It is easy for the Multi2Sim runtime library to find out whether it is
running natively or on the simulator, by checking the error code of the
runtime function call devoted for version control. On Multi2Sim, this
function call should always return 0, while on a native execution, the
system call will return -1, since it is not part of the Linux system
call interface.
If the runtime library detects native execution, and it is not a feature
supported for the library, it should output a clear error message, and
finalize the program. For example:
error: OpenCL program cannot be run natively.
This is an error message provided by the Multi2Sim OpenCL
library (libm2s-opencl). Apparently, you are attempting to run
natively a program that was linked with this library. You should
either run it on top of Multi2Sim, or link it with the OpenCL
library provided in the ATI Stream SDK if you want to use your
physical GPU device.
* Debug information for the host implementation of the runtime library interface
For every runtime library interface, such as the implementation of the
new OpenCL runtime interface present in
src/arch/x86/clrt.c
there should be a command-line option for the simulator executable (m2s)
that provides a trace of all calls performed by the runtime. In this
case, the option should be '--debug-x86-clrt <file>'. The steps to
include this option are:
1) Define 'x86_clrt_debug_category' in
src/arch/x86/clrt.c
and make it a public variable by including its external
definition in the suitable section of
src/arch/x86/x86-emu.h
2) Define 'x86_clrt_debug' macro in the corresponding section of
src/arch/x86/x86-emu.h
3) Add all code needed for a new debug category in the main
Multi2Sim program, add the new command-line option, and update
the help message at
src/m2s.c
* Debug information for the Multi2Sim runtime library
The runtime library itself is guest code, that can potentially run both
on Multi2Sim or natively. Thus, it is not possible to use a simulator
command-line option to activate debug information in a runtime library.
Instead, an environment variable is used for this purpose.

----------

Required tasks
a - In the passage about the Multi2Sim runtime library, what value does the version-control function call return during native execution?
b - Carry on the passage about the Multi2Sim runtime library, starting after its last sentence.
The items that follow are not needed for either task.

----------

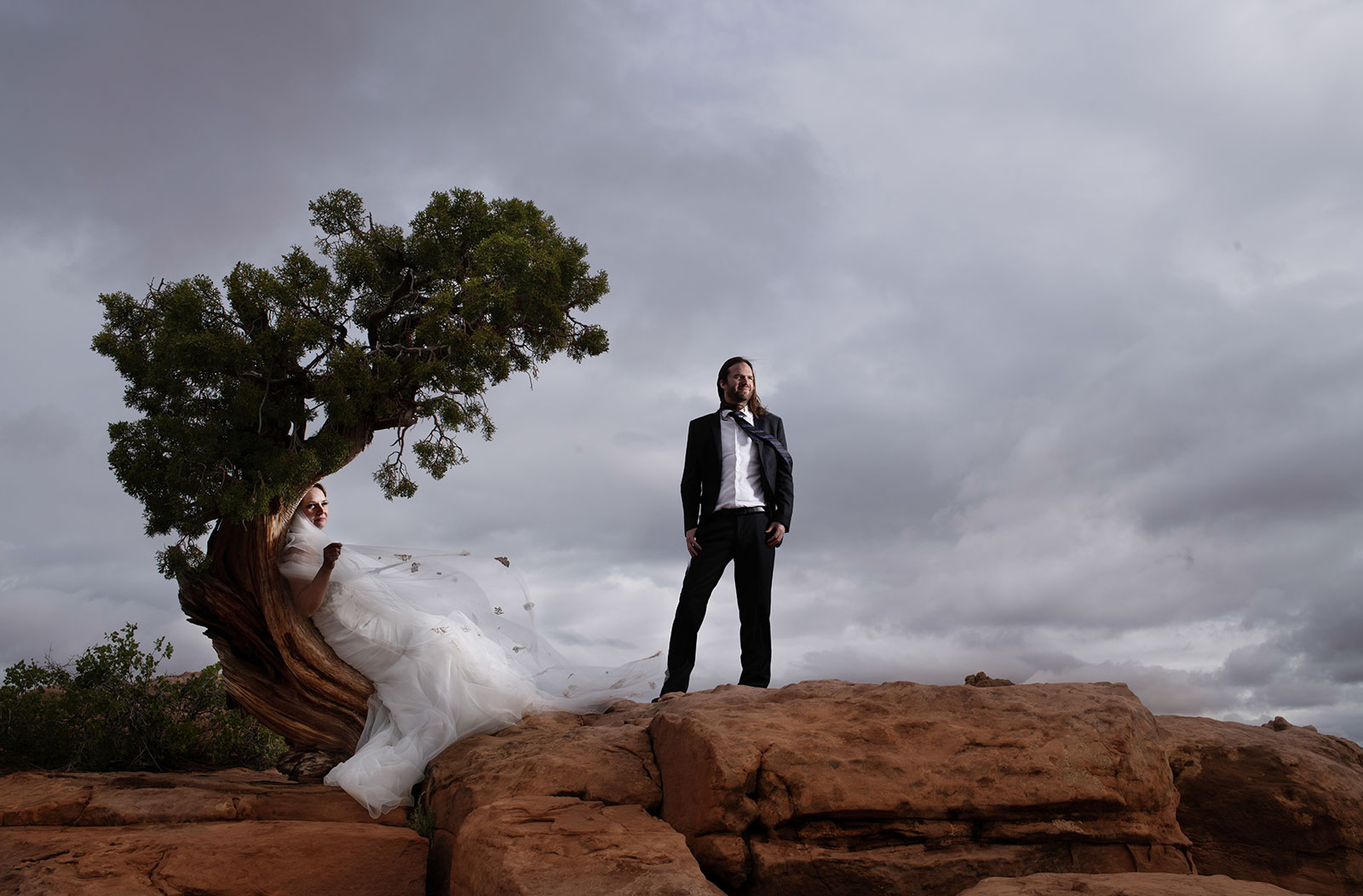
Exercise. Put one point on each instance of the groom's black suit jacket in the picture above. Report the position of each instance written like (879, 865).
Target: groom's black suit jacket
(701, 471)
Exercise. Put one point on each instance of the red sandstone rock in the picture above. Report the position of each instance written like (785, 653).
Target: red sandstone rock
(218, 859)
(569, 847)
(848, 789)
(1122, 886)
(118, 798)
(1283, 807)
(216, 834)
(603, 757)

----------

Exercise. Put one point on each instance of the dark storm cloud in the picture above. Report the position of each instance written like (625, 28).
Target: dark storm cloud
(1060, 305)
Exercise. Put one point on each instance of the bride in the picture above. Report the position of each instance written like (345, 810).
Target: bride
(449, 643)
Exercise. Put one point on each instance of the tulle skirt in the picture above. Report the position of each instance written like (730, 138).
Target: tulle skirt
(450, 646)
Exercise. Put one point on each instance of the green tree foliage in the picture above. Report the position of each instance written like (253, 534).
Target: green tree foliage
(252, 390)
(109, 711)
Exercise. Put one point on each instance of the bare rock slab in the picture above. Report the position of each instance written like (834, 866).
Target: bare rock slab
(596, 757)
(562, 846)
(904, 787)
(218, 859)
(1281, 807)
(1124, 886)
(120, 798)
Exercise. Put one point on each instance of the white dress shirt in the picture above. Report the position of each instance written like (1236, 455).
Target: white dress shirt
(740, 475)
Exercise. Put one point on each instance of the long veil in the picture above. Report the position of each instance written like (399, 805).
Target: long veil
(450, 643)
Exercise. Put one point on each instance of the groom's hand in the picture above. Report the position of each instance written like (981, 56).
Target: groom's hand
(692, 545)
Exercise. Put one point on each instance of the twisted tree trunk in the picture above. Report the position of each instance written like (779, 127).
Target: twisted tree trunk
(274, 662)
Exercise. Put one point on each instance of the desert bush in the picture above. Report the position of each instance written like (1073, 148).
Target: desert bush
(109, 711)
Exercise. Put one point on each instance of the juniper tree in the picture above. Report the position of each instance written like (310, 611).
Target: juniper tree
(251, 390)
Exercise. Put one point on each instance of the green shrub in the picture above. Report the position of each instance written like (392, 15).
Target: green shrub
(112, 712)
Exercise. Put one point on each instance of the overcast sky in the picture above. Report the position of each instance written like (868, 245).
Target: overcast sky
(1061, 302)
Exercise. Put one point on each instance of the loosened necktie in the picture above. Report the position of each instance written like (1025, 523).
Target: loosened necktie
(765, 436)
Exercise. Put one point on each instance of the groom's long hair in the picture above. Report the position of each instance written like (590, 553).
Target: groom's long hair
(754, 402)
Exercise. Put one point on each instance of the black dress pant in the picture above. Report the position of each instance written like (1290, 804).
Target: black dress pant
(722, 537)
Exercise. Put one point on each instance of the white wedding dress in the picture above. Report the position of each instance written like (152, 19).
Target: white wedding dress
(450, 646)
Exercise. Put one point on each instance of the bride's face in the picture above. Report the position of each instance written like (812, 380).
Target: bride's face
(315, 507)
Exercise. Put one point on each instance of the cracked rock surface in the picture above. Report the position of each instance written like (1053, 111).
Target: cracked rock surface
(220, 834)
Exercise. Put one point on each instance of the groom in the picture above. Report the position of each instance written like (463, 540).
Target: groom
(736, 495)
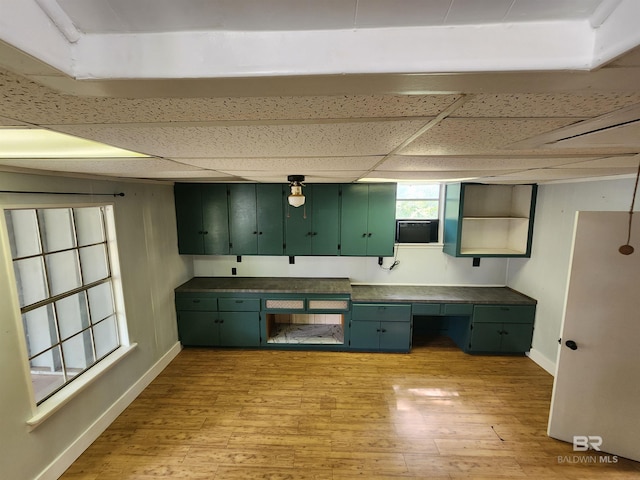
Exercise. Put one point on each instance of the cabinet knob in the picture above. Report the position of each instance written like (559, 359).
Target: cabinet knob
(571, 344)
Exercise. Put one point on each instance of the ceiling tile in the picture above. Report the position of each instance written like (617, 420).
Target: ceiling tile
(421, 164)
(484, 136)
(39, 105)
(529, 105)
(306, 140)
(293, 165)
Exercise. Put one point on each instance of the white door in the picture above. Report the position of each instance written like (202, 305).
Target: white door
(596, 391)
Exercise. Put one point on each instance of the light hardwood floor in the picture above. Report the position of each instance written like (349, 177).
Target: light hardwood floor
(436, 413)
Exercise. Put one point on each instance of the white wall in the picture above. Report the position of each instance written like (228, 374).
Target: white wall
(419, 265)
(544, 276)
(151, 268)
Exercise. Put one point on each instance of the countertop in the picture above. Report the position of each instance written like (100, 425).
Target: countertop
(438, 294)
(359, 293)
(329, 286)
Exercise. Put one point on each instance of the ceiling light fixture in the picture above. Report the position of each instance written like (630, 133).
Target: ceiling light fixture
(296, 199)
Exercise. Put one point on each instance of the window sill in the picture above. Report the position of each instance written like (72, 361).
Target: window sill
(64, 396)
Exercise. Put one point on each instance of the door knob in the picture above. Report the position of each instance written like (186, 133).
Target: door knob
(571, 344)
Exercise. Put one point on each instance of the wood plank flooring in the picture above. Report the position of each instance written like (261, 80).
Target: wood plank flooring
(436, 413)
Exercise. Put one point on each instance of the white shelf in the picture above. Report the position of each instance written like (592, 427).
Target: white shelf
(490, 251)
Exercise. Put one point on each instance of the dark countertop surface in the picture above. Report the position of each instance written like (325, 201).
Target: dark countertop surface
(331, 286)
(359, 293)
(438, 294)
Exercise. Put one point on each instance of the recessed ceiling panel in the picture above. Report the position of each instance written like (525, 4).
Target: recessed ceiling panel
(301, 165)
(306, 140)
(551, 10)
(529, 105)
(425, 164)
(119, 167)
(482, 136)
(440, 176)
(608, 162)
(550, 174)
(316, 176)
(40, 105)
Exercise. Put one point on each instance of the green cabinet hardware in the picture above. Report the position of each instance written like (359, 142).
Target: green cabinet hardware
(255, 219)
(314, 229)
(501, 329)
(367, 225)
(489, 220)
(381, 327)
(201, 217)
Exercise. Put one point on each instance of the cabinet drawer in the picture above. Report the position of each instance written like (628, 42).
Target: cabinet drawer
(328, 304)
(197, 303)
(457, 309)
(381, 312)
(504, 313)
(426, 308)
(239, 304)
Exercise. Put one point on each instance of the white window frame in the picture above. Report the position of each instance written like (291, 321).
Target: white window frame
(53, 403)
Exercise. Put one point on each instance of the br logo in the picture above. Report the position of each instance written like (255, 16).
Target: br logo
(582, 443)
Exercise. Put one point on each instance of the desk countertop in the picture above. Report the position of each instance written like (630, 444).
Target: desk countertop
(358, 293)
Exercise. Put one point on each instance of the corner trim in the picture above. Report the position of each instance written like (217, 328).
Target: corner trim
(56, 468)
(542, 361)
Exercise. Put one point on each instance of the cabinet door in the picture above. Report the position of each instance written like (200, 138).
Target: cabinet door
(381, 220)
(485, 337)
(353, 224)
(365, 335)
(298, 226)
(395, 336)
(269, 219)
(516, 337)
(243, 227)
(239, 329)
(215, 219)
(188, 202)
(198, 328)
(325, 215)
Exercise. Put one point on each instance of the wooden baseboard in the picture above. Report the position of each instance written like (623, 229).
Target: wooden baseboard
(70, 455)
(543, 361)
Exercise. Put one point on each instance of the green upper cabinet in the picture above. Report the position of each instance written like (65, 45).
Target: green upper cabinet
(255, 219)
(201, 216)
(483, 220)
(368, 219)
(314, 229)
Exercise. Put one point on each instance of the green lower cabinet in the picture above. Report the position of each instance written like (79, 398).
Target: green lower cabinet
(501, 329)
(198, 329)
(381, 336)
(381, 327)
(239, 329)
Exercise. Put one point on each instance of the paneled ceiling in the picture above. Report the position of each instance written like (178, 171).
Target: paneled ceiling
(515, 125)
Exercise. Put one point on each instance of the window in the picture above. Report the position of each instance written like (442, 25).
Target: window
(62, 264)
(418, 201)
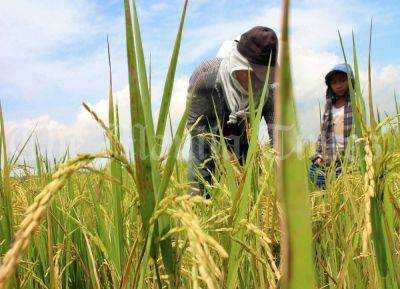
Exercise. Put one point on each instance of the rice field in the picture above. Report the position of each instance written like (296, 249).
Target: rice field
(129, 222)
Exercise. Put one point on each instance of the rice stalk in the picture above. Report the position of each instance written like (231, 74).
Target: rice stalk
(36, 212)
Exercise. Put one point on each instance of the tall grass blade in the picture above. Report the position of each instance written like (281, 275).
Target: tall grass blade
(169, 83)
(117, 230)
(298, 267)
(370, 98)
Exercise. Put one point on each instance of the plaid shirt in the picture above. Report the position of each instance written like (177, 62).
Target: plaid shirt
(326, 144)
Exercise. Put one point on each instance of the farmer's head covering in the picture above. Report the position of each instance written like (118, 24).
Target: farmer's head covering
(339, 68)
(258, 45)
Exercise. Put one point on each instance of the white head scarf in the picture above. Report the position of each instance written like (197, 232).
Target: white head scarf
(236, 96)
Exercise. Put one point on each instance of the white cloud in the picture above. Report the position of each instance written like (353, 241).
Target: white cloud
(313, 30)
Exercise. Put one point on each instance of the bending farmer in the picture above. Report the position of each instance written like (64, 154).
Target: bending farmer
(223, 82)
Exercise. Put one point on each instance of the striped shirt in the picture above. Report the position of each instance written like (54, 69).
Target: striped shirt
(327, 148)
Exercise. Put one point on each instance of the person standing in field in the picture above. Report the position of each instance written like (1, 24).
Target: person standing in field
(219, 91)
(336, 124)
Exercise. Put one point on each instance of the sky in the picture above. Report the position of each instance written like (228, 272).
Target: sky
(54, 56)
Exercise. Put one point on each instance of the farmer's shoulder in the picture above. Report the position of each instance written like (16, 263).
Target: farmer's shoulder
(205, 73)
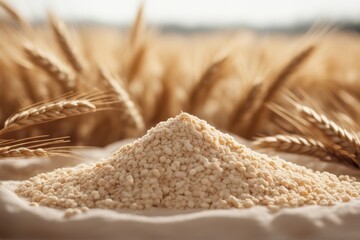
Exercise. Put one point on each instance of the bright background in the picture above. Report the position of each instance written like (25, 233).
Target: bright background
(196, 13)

----------

Answers
a - It returns -1.

b -
For example, the new OpenCL runtime library uses environment variable
'M2S_CLRT_DEBUG' to activate debug information. If the variable is set
to 1, the runtime library should dump information about every library
function called by the application, in the same format as the system
calls are dumped in
src/arch/x86/emu/syscall.c
As an example, the OpenCL runtime library uses function 'm2s_clrt_debug'
for debugging purposes, implemented in
tools/libm2s-clrt/m2s-clrt.c
===============================================================================
Steps to Publish a New Version Release (Administrator):
===============================================================================
* Try to generate distribution version on both 32-bit and 64-bit
machines. Compilation might cause different warnings. Compile in debug
mode, and also generate distribution packages.
./configure --enable-debug
make
./configure
make distcheck
* svn commit all previous changes
* Run 'svn update' + 'svn2cl.sh'
* Update AM_INIT_AUTOMAKE in 'configure.ac'
* Remake all to update 'Makefiles'
~/multi2sim/trunk$ make clean
~/multi2sim/trunk$ make
* Add line in Changelog:
"Version X.Y.Z released"
* Copy 'trunk' directory into 'tags'. For example:
~/multi2sim$ svn cp trunk tags/multi2sim-X.Y.Z
* svn commit
* In trunk directory, create tar ball.
~/multi2sim/trunk$ make distcheck
* Check that all additional distribution files were included in the
distribution package. Check that:
* 'libm2s-glut' compiles correctly.
* 'libm2s-opengl' compiles correctly.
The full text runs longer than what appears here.